Natural language region descriptions:
----------

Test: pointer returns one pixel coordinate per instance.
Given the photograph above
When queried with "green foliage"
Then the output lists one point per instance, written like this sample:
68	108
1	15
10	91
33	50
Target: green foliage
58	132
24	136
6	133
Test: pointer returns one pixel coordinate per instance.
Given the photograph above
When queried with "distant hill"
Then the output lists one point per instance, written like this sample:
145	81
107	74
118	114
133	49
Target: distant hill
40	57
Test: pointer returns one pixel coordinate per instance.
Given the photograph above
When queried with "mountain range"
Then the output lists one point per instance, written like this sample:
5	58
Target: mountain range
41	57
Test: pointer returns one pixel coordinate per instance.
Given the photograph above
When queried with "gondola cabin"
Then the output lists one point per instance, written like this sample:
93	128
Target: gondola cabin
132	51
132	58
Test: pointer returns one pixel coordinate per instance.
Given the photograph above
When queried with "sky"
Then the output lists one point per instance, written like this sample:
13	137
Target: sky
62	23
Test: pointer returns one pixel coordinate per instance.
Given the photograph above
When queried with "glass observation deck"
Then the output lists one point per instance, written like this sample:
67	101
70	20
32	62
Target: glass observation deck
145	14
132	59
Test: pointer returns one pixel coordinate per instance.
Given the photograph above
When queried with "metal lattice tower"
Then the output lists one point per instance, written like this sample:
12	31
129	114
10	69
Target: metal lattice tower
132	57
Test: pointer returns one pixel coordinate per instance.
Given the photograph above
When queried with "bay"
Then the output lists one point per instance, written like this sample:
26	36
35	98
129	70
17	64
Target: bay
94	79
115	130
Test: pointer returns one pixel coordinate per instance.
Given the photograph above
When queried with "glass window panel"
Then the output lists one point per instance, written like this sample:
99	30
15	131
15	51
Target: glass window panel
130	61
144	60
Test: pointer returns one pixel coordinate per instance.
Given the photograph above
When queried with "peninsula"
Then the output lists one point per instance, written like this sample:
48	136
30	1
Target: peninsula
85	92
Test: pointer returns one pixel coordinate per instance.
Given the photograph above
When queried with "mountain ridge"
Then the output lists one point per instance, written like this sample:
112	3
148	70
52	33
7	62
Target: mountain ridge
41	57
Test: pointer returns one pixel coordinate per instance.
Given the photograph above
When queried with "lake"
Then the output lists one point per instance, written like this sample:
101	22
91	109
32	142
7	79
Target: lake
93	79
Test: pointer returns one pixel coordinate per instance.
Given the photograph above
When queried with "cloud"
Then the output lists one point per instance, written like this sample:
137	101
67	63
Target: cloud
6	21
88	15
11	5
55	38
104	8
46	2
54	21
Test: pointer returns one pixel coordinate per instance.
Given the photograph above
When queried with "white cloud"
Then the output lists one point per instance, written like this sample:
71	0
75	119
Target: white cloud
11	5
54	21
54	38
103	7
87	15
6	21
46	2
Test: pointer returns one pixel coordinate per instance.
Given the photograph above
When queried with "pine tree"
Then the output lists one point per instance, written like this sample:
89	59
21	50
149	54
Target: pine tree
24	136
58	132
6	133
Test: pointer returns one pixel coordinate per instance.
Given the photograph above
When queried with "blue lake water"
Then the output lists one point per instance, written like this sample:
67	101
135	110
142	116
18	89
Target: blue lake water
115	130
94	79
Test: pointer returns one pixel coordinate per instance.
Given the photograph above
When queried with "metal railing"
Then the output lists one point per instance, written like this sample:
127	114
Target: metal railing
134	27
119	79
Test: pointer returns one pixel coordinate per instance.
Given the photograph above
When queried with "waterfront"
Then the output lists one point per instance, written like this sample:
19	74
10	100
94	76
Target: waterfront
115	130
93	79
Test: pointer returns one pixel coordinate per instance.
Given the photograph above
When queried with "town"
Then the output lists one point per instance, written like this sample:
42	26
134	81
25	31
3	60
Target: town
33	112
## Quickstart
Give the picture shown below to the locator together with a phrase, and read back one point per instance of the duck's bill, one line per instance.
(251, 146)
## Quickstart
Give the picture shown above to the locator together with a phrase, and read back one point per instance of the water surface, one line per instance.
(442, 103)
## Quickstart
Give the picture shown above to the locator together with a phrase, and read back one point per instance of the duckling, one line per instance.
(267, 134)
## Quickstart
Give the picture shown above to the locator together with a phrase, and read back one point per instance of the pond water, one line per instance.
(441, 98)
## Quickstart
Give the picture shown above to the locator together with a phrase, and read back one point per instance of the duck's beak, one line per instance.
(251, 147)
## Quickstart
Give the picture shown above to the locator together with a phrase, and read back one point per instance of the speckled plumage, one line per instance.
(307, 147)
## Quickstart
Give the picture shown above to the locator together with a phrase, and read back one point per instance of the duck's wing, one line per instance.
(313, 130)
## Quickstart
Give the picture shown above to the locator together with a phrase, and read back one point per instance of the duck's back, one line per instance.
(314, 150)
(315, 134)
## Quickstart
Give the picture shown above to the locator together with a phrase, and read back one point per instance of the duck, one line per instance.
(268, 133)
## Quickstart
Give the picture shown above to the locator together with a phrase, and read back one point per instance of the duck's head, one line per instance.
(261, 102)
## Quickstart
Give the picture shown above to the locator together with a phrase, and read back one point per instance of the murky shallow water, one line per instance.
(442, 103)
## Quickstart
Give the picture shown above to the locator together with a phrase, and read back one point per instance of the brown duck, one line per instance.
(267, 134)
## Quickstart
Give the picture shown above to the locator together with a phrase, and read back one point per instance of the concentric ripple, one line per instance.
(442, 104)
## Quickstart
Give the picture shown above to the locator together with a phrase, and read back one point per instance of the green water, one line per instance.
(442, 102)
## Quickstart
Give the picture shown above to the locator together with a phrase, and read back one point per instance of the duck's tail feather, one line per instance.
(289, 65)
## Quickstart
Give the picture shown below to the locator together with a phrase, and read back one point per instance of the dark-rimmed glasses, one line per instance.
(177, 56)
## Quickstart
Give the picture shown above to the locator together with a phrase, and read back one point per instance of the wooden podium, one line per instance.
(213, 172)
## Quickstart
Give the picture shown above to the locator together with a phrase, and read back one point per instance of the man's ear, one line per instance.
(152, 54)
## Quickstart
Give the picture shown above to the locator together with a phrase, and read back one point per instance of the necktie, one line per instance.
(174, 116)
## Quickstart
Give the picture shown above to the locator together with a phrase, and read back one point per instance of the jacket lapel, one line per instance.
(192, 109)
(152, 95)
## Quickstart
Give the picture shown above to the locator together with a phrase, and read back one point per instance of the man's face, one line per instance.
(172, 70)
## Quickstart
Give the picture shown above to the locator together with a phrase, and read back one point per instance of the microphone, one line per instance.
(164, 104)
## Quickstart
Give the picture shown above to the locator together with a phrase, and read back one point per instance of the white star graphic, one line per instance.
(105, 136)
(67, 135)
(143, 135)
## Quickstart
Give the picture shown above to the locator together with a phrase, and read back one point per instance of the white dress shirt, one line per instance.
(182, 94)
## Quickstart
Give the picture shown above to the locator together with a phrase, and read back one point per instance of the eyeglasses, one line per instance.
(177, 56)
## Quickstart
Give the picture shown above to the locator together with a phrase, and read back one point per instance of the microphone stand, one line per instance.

----------

Exercise brief »
Please transcribe all of the entries precisely.

Result of the exercise »
Test: pointer returns one pixel coordinate per instance.
Given the photograph above
When queried with "green foliage"
Then the output lists one point per instance, written like this sample:
68	108
1	15
10	91
33	50
Target: green foliage
58	132
24	136
6	133
Test: pointer returns one pixel coordinate per instance.
Given the photograph above
When queried with "distant hill"
Then the output lists one point per instance, written like this sample:
145	81
107	74
118	114
133	49
Target: distant hill
40	57
Test: pointer returns one pixel coordinate per instance.
Given the photograph above
When queried with "mountain range"
Then the output lists one point per instance, written like this sample:
5	58
Target: mountain range
41	57
Test: pointer returns one pixel coordinate per instance.
Given the photograph above
When queried with "gondola cabin"
Then the output lists one point per instance, written like this sample:
93	128
Target: gondola cabin
132	51
132	58
Test: pointer returns one pixel coordinate per instance.
Given the photograph above
When queried with "sky"
Then the output lists one point per instance, written like this sample:
13	137
Target: sky
62	23
Test: pointer returns one pixel coordinate per instance.
Given the photograph above
When queried with "glass observation deck"
Then the output lists one point per instance, written like this sample:
67	101
70	20
32	62
Target: glass observation deck
145	14
132	59
Test: pointer returns one pixel coordinate per instance.
Given the photograph above
When queried with "metal lattice tower"
Then the output lists one point per instance, written like this sample:
12	31
129	114
10	69
Target: metal lattice tower
132	57
Test: pointer returns one pixel coordinate per instance.
Given the photograph above
When queried with "bay"
Then the output lists one point per instance, written like this sample:
26	36
35	98
129	70
17	64
Target: bay
94	79
115	130
Test: pointer returns one pixel coordinate per instance.
Given the photograph above
When queried with "glass window panel"
Then the output lists one point per instance, written like this sample:
99	30
15	131
15	51
Target: glass window panel
130	61
144	60
Test: pointer returns one pixel coordinate per instance.
Given the photograph above
When queried with "peninsula"
Then the output lists one point per instance, written like this sample:
48	136
30	1
Target: peninsula
85	92
Test: pointer returns one pixel coordinate per instance.
Given the photograph above
When queried with "mountain ridge"
Then the output lists one point per instance, written like this sample:
112	3
148	70
52	33
7	62
Target: mountain ridge
41	57
Test: pointer returns one pixel coordinate per instance.
Given the photograph above
When queried with "lake"
Then the output lists one point per instance, written like this sample:
101	22
91	109
32	142
7	79
Target: lake
93	79
Test: pointer returns one pixel coordinate per instance.
Given the photograph above
When queried with "cloud"
Then the output lists one point per instance, written like this sample:
137	101
67	63
Target: cloud
6	21
88	15
11	5
55	38
104	8
46	2
54	21
Test: pointer returns one pixel coordinate per instance.
Given the photograph above
When queried with "white cloud"
Then the output lists one point per instance, written like this sample:
71	0
75	119
Target: white cloud
11	5
54	21
54	38
103	7
87	15
6	21
46	2
Test: pointer returns one pixel coordinate per instance.
Given the photograph above
When queried with "pine tree"
Then the output lists one point per instance, written like this sample:
89	59
21	50
149	54
Target: pine tree
24	136
58	132
6	133
Test: pointer returns one pixel coordinate per instance.
Given the photograph above
When queried with "blue lake water"
Then the output lists one point per instance, written like this sample:
67	101
135	110
142	116
18	89
Target: blue lake water
115	130
94	79
Test: pointer returns one pixel coordinate per instance.
Given the photograph above
When queried with "metal railing"
Then the output lists one point per instance, written like this sample:
127	114
Target: metal railing
134	27
119	79
Test: pointer returns one pixel coordinate per instance.
Given the photograph above
When queried with "waterfront"
Then the output lists one point per instance, written like this sample:
19	74
10	100
94	76
Target: waterfront
115	130
93	79
Test: pointer returns one pixel coordinate per instance.
Given the photograph above
When queried with "town"
Then the output lists one point per instance, written like this sample:
42	26
134	81
25	31
3	60
Target: town
33	112
## Quickstart
Give the picture shown below to the locator together with a phrase, and read back one point per instance of the duck's bill, one line per instance.
(251, 146)
## Quickstart
Give the picture shown above to the locator together with a phrase, and read back one point per instance of the water surface, one line per instance.
(442, 103)
## Quickstart
Give the picture shown above to the locator together with a phrase, and read back one point per instance of the duckling, one line per instance.
(267, 134)
## Quickstart
Give the picture shown above to the locator together with a phrase, and read back one point per instance of the pond water, one line per instance.
(441, 98)
## Quickstart
Give the picture shown above to the locator together with a phrase, and read back one point per instance of the duck's beak, one line per instance.
(251, 147)
## Quickstart
Give the picture shown above to the locator together with a phrase, and read back one point per instance of the speckled plumage, one line per instance.
(307, 147)
## Quickstart
Give the picture shown above to the locator together with a phrase, and read back one point per instance of the duck's wing, one line per instance.
(313, 130)
## Quickstart
Give the picture shown above to the locator together with a phrase, and read back one point per instance of the duck's back, one line per instance.
(314, 150)
(315, 134)
## Quickstart
Give the picture shown above to the locator together with a phrase, and read back one point per instance of the duck, one line per instance.
(268, 133)
## Quickstart
Give the picture shown above to the locator together with a phrase, and read back one point per instance of the duck's head, one line per instance.
(261, 102)
## Quickstart
Give the picture shown above to the locator together with a phrase, and read back one point per instance of the murky shallow water, one line per instance.
(442, 103)
## Quickstart
Give the picture shown above to the locator together with a phrase, and read back one point per instance of the brown duck, one line per instance.
(267, 134)
## Quickstart
Give the picture shown above to the locator together with a phrase, and read back one point per instance of the concentric ripple, one line per instance.
(442, 104)
## Quickstart
Give the picture shown above to the locator together with a phrase, and read back one point per instance of the green water, one line per instance.
(442, 102)
## Quickstart
Give the picture shown above to the locator together with a phrase, and read back one point per instance of the duck's tail feather, one line per instance.
(289, 65)
## Quickstart
Give the picture shown below to the locator together with a phrase, and read back one point per instance of the dark-rimmed glasses, one line per instance.
(177, 56)
## Quickstart
Give the picture shown above to the locator together with a phrase, and read back one point per instance of the wooden podium, one line per instance.
(213, 172)
## Quickstart
Give the picture shown above to the locator together with a phrase, and read back one point per instance of the man's ear, one line per instance.
(152, 54)
## Quickstart
Give the picture shown above to the locator together with a phrase, and read back one point per instance of the necktie, one line per instance.
(174, 116)
## Quickstart
Give the picture shown above to the locator together with a phrase, and read back one point per instance of the jacket lapel, one line per instance.
(192, 109)
(152, 95)
## Quickstart
Give the picture shown above to the locator together with a phrase, and read back one point per instance of the man's face, one line per instance.
(172, 70)
## Quickstart
Give the picture shown above to the locator together with a phrase, and read back one point per instance of the microphone, one line per instance.
(164, 104)
## Quickstart
Give the picture shown above to the locator together with a phrase, and read back one point per instance of the white star graphic, one line per instance.
(105, 136)
(67, 135)
(143, 135)
## Quickstart
Give the picture shown above to the locator together with a phrase, and read back one point per instance of the white dress shirt, one line per instance.
(182, 94)
## Quickstart
Give the picture shown above to the locator together with a phrase, and read back one point per instance of the eyeglasses, one line per instance.
(177, 56)
## Quickstart
Give the picture shown above to the locator together with a phrase, and read back one point per instance of the microphone stand, one line per instance.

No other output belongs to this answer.